**THE EXERCISE**.
Pull out each line of the records below that contains the word "green" and list those lines.

**RECORDS FOR PROCESSING**.

○ ○ ○ ○ ○ ○ ○

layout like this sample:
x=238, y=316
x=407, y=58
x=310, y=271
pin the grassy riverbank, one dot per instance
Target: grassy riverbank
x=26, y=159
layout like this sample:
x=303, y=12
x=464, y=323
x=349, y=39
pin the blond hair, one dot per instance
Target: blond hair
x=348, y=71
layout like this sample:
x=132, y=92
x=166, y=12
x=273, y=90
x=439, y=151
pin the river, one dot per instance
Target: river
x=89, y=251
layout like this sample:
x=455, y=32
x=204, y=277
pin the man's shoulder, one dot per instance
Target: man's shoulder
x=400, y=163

○ ○ ○ ○ ○ ○ ○

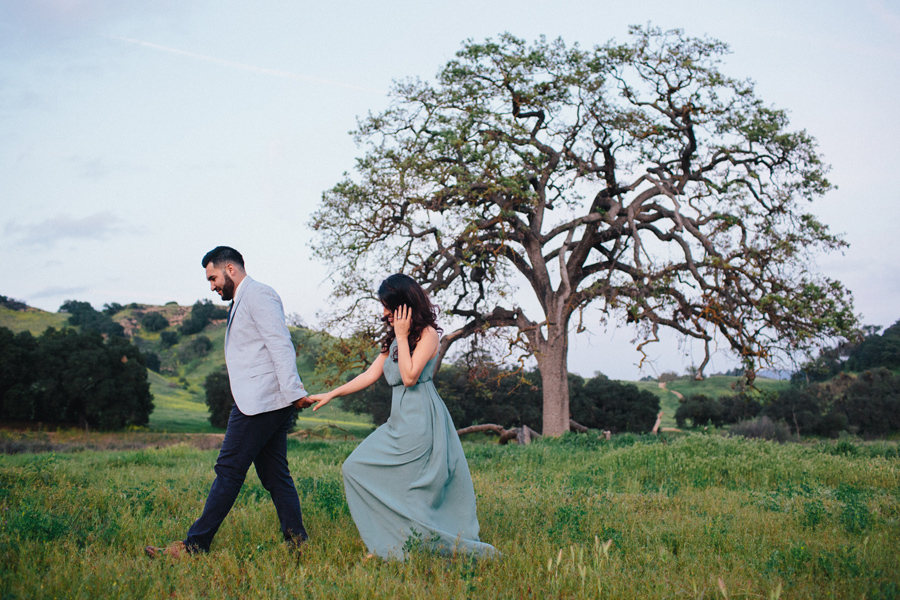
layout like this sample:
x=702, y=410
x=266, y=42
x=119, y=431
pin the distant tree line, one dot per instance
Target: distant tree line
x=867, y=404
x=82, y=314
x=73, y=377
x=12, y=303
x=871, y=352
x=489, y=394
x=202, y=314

○ ○ ○ ○ ○ ○ ○

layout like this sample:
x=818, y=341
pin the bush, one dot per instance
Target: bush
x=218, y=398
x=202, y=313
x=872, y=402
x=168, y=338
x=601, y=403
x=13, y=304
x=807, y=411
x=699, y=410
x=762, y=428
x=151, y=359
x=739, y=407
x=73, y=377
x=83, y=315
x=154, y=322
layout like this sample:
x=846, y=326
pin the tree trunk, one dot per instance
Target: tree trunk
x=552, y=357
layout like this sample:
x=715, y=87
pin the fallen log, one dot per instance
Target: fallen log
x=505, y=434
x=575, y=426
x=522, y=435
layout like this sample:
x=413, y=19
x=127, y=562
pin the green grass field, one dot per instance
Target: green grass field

○ ○ ○ ○ ○ ○ ○

**ANSWER FOR THIS EXERCISE**.
pin the green grass field, one dot per instance
Target: green grass field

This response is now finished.